— TEXT SEGMENT —
Scary stories from a lovely place
One of the last things I wanted to do before we left Joburg was to have high tea at the Westcliff Hotel. Stephen said he would take me for Mother’s Day, which sounded splendid to me. But our last weeks were so packed full of boring but all-consuming administration that we had no time for such pleasantries.
Last weekend we were in the Blue Mountains which was a most welcome change from my current routine of thrice weekly visits to the hospital as a high risk maternity patient. We did some very minor bush walking, a lot of reading, visiting old op-shops and one afternoon Stephen took me for high tea to ‘Bygone Beauty’s’ in Leura, which also hosts the world’s largest private collection of teapots. The assortment apparently numbers over 3000 and spans four centuries and five continents. Besides the collection they had myriad shelves and cases full of china for sale, and most of it seemed to be the real thing, with price tags upwards of $100 for each piece.
If all of this wasn’t enough, the high tea was marvelous. Accompanied by an awkward but endearingly quiet man wearing a black top hat, bow tie, tails and white gloves was our tea tray, emblazoned with two Australian flags. It was wheeled to our table to the resounding tune of ‘The Republic’ which must have been coming from a tape player concealed under the trolley. The tiered platter consisted of incredibly thin cucumber and ham and mustard sandwiches, pastries, grapes and mini scones. Our tea was poured from silver teapots into lovely china cups which made us feel markedly more sophisticated than we looked.
An article we read in a Blue Mountains tourist magazine described the high tea as being served with “a little pomp and ceremony”. This was certainly no exaggeration. I’m amazed I hadn’t heard about this wonderful place before. I’ve spent a considerable amount of my holidaying life in the Blue Mountains and also know many people who are fanatical about tea – why had I not heard about Bygone Beauty’s? Now I know where I will be taking every overseas visitor for an afternoon of pomp and teapot envy served by the man in the top hat.

— REQUIRED TASKS —
**1)** Summarize the post about high tea in the Blue Mountains in two sentences.
**2)** Rewrite the high tea post starting with "An article we" and going on through "the top hat.", changing "top hat" to "bowler hat".

— RECORD SET —
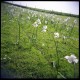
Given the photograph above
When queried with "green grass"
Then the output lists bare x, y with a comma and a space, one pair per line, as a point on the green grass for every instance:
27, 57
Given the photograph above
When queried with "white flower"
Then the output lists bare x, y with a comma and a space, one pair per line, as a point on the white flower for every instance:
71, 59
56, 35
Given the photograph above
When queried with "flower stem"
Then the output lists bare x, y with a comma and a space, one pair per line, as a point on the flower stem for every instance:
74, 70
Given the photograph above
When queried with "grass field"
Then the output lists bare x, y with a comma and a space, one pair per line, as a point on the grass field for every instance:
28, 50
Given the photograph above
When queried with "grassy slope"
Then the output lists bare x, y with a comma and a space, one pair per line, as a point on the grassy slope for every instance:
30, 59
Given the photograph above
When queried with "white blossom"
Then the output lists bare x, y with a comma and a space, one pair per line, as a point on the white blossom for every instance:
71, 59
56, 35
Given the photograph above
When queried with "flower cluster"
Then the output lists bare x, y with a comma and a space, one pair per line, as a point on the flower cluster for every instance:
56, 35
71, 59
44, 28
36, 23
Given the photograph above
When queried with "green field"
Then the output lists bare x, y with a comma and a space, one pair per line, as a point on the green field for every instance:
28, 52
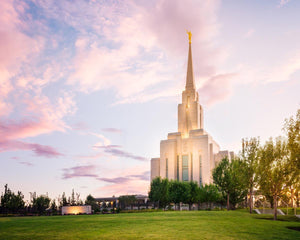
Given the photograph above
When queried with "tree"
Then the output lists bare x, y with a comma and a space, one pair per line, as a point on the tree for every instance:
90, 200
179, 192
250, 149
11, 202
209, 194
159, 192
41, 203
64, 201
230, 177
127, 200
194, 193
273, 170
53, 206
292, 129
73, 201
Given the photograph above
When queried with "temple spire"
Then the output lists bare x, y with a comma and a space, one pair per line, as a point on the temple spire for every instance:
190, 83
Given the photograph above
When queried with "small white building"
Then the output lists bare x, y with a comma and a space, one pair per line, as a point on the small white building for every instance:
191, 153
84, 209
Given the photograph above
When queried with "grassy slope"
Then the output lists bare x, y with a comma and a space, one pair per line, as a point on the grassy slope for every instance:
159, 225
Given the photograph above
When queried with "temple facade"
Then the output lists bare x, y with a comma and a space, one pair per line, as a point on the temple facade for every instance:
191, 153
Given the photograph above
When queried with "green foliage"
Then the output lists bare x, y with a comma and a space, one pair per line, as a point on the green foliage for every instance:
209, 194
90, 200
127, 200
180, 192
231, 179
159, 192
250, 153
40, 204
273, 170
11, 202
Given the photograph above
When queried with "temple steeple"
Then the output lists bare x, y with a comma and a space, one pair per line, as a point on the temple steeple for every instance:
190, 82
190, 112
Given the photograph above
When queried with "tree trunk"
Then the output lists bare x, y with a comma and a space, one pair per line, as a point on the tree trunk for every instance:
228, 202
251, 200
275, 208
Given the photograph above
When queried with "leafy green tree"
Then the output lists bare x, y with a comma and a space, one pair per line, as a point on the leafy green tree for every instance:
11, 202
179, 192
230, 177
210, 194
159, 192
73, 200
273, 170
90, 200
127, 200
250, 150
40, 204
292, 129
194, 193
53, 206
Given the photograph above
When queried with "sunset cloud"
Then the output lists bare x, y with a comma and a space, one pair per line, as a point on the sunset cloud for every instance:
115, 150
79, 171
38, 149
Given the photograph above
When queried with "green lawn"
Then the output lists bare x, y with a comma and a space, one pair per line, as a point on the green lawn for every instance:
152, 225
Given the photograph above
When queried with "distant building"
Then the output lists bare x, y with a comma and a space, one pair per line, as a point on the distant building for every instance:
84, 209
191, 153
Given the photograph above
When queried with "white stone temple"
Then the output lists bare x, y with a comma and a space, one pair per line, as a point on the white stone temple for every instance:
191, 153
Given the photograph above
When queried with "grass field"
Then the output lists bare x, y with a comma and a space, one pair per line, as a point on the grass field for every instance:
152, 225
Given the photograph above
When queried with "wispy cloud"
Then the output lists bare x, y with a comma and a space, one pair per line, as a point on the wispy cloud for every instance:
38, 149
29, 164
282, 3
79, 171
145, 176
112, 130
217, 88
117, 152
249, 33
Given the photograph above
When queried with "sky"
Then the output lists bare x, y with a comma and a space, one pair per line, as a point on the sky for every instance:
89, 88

==

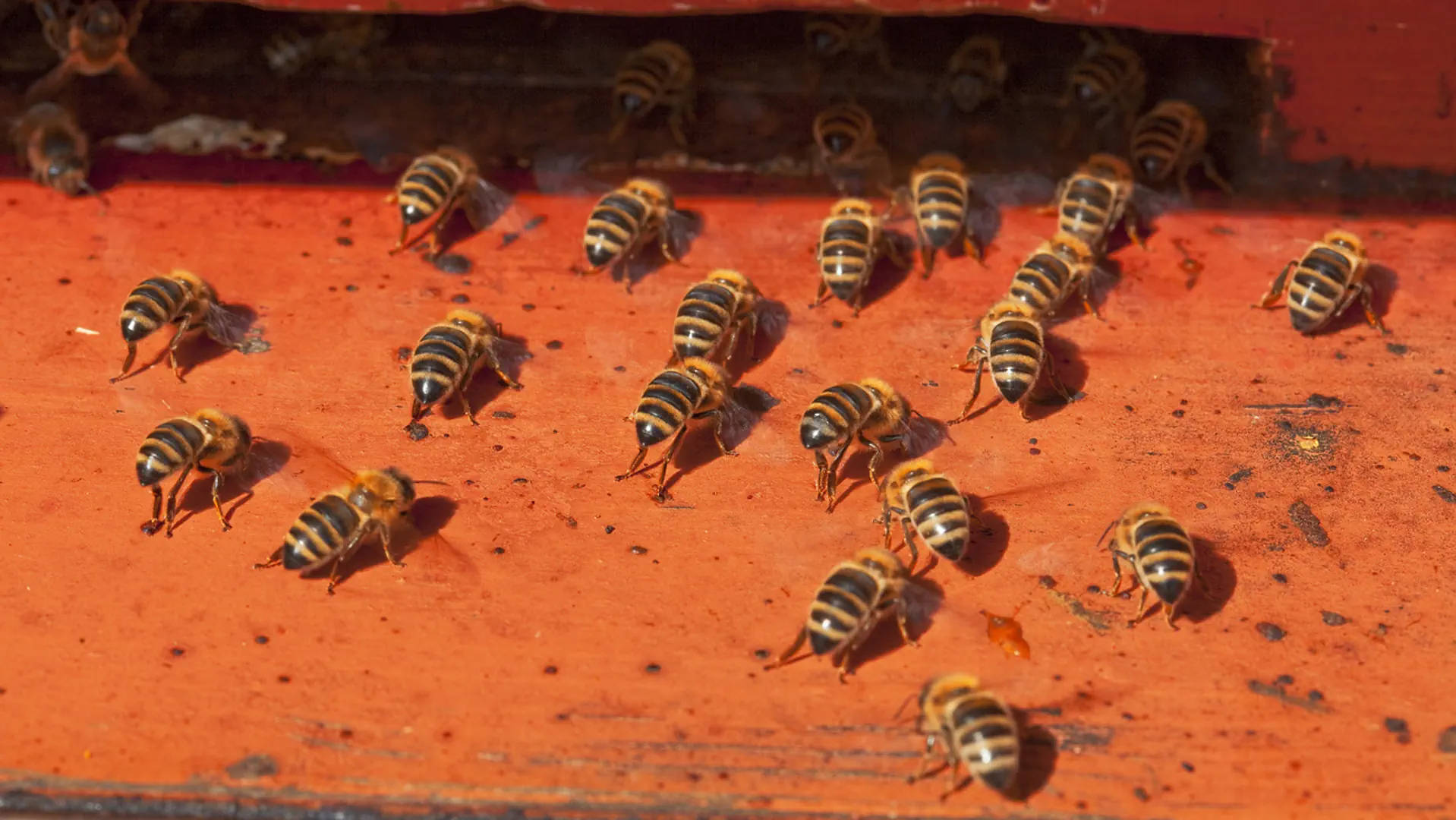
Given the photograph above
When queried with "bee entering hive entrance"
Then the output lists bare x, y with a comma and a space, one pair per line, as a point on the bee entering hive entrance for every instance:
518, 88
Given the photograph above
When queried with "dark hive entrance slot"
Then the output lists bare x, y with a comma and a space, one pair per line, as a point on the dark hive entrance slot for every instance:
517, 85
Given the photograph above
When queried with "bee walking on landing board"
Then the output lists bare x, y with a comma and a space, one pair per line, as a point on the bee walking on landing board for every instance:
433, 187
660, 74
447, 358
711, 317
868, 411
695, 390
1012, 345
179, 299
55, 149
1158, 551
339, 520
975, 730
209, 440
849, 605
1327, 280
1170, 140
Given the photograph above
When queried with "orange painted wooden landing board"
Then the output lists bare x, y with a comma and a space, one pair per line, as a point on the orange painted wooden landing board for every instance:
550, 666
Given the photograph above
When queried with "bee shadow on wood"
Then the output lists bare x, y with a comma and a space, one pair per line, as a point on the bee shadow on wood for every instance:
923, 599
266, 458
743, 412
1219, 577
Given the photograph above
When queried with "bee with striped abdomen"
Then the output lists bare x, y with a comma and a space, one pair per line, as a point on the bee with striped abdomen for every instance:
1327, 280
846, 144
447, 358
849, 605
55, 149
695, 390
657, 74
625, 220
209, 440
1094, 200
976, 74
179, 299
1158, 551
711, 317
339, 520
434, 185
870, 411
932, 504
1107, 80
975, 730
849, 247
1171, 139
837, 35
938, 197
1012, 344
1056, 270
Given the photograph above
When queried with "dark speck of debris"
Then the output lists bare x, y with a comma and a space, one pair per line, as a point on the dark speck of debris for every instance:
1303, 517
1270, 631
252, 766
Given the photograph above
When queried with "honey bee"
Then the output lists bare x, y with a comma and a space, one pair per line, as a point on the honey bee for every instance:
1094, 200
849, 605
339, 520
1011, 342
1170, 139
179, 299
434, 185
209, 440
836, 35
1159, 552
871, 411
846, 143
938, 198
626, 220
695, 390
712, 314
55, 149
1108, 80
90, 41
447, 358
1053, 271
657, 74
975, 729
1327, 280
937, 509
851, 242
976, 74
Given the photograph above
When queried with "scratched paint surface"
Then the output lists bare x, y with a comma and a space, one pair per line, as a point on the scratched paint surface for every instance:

— SOLVED PROBLEMS —
**1)** A planned high tea at the Westcliff Hotel before leaving Joburg never happened because the last weeks were filled with administration. During a weekend in the Blue Mountains, Stephen took the writer to high tea at Bygone Beauty's in Leura, home to the world's largest private teapot collection, where the tea came with pomp and ceremony from a man in a top hat, and the writer now plans to bring every overseas visitor there.

**2)**
An article we read in a Blue Mountains tourist magazine described the high tea as being served with “a little pomp and ceremony”. This was certainly no exaggeration. I’m amazed I hadn’t heard about this wonderful place before. I’ve spent a considerable amount of my holidaying life in the Blue Mountains and also know many people who are fanatical about tea – why had I not heard about Bygone Beauty’s? Now I know where I will be taking every overseas visitor for an afternoon of pomp and teapot envy served by the man in the bowler hat.